● Фрагмент документа:
Через некоторое время вождь гуннского племени со своими телохранителями и архонтами прибыл в Византий с просьбой к царю обратить их в христианство. Царь радостно встретил его, и ромейские архонты принимали от святой купели гуннских вождей, а их жены — гуннских жен. Царь одарил всех, принявших крещение, царскими дарами и званиями. Вождя их он удостоил сана патрикия и отпустил с добрыми напутствиями в гуннскую страну[65].
… В это время в Сирии происходит сильное землетрясение, вызвавшее большие разрушения; земля поглотила в огромные пропасти некоторые города, расположенные в Сирии. Другие города пострадали немного: они закачались и с высоких мест опустились вниз на лежавшие под ними равнины, вместе со своими стенами и зданиями, которые даже не были повреждены. Переместились они со своих мест на шесть или немного более межевых знаков. А некоторые рассказывали, что видели, как в соседней с Сирией Месопотамии земля разверзлась на два межевых знака вглубь и из расселины была выброшена другая земля, очень белая, словно песок. Рассказывали еще, что самка мула человеческим голосом предрекала арабам гибель. С тех пор прошло ведь немного времени, и какое–то племя, пришедшее из далекой пустыни, без всякого сражения захватило огромное множество арабов.
После этого Константин венчает сына Льва на царство и тотчас отправляется в поход против сарацин. Подойдя к Мелитене[66], он овладевает этим городом, осадив его, и увозит оттуда много пленников и военной добычи.
В это время умирает августа Мария, супруга Константина. Случившееся вскоре после этого достойно запоминания, и умолчать об этом было бы несправедливо. Ведь на небе в это время появилось страшное, совершенно необыкновенное зрелище, которое началось с наступлением сумерек и продолжалось всю ночь. Ужас и удивление охватывали всех, кто видел это зрелище: им казалось, что все звезды срывались со своих мест и падали на землю. Достигая земли, они беззвучно рассыпались, ни разу не причинив ни малейшего вреда. Многие утверждают, что это удивительное зрелище наблюдалось во всей вселенной.

● Исходные данные:
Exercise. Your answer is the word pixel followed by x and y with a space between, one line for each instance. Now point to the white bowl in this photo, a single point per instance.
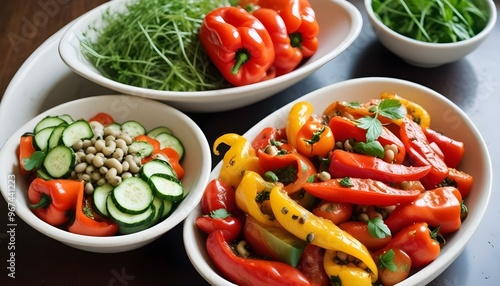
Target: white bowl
pixel 340 24
pixel 197 163
pixel 423 54
pixel 476 162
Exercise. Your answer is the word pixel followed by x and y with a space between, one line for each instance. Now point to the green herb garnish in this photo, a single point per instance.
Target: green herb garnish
pixel 154 44
pixel 437 21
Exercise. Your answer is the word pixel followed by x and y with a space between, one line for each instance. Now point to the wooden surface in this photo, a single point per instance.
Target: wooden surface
pixel 472 83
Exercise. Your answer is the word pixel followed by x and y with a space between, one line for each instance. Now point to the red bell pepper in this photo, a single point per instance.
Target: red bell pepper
pixel 293 169
pixel 238 44
pixel 344 129
pixel 440 207
pixel 87 222
pixel 349 164
pixel 54 200
pixel 422 153
pixel 453 150
pixel 250 271
pixel 287 57
pixel 418 241
pixel 360 191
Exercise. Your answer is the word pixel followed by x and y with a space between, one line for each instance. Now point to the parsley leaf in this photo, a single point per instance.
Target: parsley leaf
pixel 390 108
pixel 387 261
pixel 378 228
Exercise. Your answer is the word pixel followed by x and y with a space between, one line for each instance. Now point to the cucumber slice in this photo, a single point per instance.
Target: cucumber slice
pixel 156 166
pixel 49 121
pixel 78 130
pixel 129 223
pixel 132 196
pixel 59 161
pixel 166 187
pixel 56 135
pixel 99 197
pixel 141 149
pixel 133 128
pixel 42 138
pixel 170 141
pixel 158 130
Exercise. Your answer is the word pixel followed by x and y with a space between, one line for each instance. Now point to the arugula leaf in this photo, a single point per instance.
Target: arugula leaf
pixel 387 261
pixel 390 108
pixel 378 228
pixel 35 161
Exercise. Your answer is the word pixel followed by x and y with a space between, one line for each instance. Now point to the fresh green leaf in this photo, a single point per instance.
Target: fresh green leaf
pixel 220 213
pixel 35 161
pixel 372 148
pixel 387 261
pixel 378 228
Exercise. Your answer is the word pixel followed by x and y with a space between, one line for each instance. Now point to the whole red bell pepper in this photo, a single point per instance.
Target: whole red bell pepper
pixel 418 241
pixel 360 191
pixel 286 57
pixel 293 169
pixel 87 222
pixel 349 164
pixel 419 149
pixel 344 129
pixel 238 44
pixel 440 207
pixel 54 200
pixel 250 271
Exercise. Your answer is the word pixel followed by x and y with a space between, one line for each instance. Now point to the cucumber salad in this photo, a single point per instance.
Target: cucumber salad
pixel 130 177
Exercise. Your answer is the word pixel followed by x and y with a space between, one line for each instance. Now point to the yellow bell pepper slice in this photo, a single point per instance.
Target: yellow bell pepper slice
pixel 348 274
pixel 317 230
pixel 240 157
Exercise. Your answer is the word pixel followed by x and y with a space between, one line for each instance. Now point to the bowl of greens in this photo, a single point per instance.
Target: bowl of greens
pixel 152 49
pixel 431 33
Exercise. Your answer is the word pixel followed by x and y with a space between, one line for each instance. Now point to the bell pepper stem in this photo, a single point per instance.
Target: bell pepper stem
pixel 241 57
pixel 44 202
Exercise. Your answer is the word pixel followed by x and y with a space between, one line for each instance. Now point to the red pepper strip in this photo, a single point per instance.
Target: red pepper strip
pixel 287 58
pixel 103 118
pixel 238 45
pixel 26 149
pixel 418 242
pixel 422 153
pixel 87 222
pixel 289 10
pixel 307 31
pixel 266 136
pixel 304 168
pixel 349 164
pixel 52 200
pixel 453 151
pixel 249 271
pixel 438 207
pixel 360 191
pixel 344 129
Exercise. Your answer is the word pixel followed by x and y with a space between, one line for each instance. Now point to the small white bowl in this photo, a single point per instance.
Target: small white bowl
pixel 197 164
pixel 339 21
pixel 476 162
pixel 428 55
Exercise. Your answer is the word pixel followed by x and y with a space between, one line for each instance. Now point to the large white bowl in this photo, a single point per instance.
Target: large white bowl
pixel 446 117
pixel 197 163
pixel 423 54
pixel 340 24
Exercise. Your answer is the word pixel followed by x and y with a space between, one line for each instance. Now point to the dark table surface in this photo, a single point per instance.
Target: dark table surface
pixel 472 83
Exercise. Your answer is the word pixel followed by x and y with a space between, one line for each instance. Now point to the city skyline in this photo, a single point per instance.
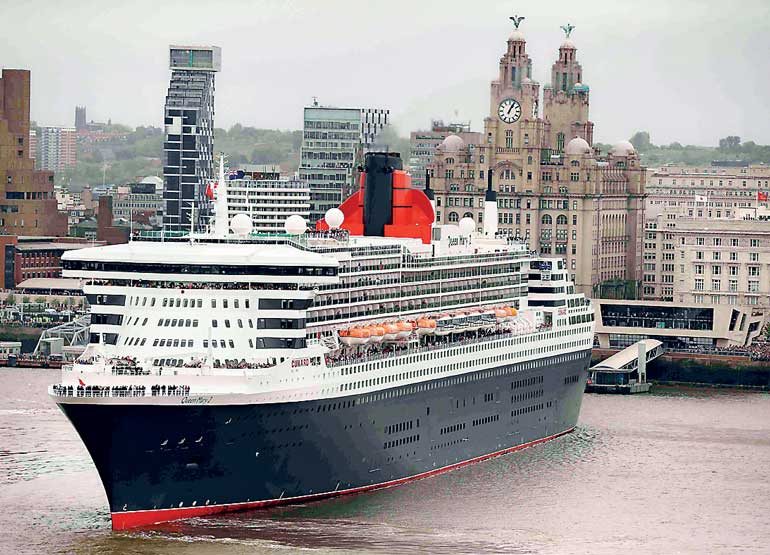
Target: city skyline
pixel 331 50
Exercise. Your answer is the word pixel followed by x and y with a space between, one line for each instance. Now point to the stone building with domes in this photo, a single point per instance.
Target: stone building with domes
pixel 553 187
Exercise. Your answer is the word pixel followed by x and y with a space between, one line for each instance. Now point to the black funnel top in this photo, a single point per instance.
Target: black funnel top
pixel 490 196
pixel 378 191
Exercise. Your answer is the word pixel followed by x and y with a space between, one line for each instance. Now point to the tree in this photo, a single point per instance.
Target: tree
pixel 731 142
pixel 641 141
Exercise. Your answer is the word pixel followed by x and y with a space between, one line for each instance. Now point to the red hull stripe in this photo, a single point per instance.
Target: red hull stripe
pixel 133 519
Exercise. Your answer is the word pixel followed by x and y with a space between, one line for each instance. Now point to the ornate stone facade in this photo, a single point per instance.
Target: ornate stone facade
pixel 560 194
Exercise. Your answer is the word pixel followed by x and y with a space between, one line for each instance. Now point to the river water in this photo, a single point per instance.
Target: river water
pixel 682 470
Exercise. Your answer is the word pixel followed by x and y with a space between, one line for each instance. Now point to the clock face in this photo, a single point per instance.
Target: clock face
pixel 509 110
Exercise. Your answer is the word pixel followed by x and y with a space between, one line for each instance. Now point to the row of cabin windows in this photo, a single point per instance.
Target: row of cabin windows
pixel 382 380
pixel 527 410
pixel 411 359
pixel 527 395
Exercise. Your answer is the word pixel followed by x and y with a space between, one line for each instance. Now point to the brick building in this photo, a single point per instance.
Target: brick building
pixel 27 200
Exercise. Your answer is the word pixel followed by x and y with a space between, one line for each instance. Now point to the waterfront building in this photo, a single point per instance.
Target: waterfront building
pixel 679 326
pixel 189 134
pixel 34 257
pixel 561 195
pixel 56 149
pixel 81 123
pixel 261 192
pixel 423 143
pixel 27 200
pixel 333 141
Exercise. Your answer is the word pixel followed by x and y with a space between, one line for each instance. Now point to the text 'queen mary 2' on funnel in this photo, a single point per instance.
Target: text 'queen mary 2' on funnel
pixel 241 370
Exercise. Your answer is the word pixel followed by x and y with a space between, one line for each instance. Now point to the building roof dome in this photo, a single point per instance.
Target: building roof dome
pixel 577 146
pixel 623 148
pixel 452 143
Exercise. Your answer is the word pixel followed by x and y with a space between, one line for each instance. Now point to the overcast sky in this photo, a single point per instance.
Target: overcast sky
pixel 685 70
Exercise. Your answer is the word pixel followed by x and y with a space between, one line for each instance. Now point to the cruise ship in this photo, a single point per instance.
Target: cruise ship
pixel 233 370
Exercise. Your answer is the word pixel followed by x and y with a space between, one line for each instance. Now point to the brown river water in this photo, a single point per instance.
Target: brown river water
pixel 683 470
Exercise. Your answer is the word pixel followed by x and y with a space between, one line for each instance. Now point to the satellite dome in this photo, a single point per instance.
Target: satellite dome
pixel 295 225
pixel 241 225
pixel 577 146
pixel 334 218
pixel 452 143
pixel 467 226
pixel 623 148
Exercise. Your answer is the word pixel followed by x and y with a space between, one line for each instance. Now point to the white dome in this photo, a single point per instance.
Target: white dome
pixel 334 218
pixel 577 146
pixel 241 225
pixel 452 143
pixel 467 226
pixel 295 225
pixel 623 148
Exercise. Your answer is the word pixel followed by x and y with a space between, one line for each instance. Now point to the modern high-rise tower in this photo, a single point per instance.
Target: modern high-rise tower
pixel 189 127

● Задание: Какого сана, согласно фрагменту документа, царь удостоил вождя гуннского племени после крещения? Эти записи взяты из другого источника.

● Результат: Сана патрикия.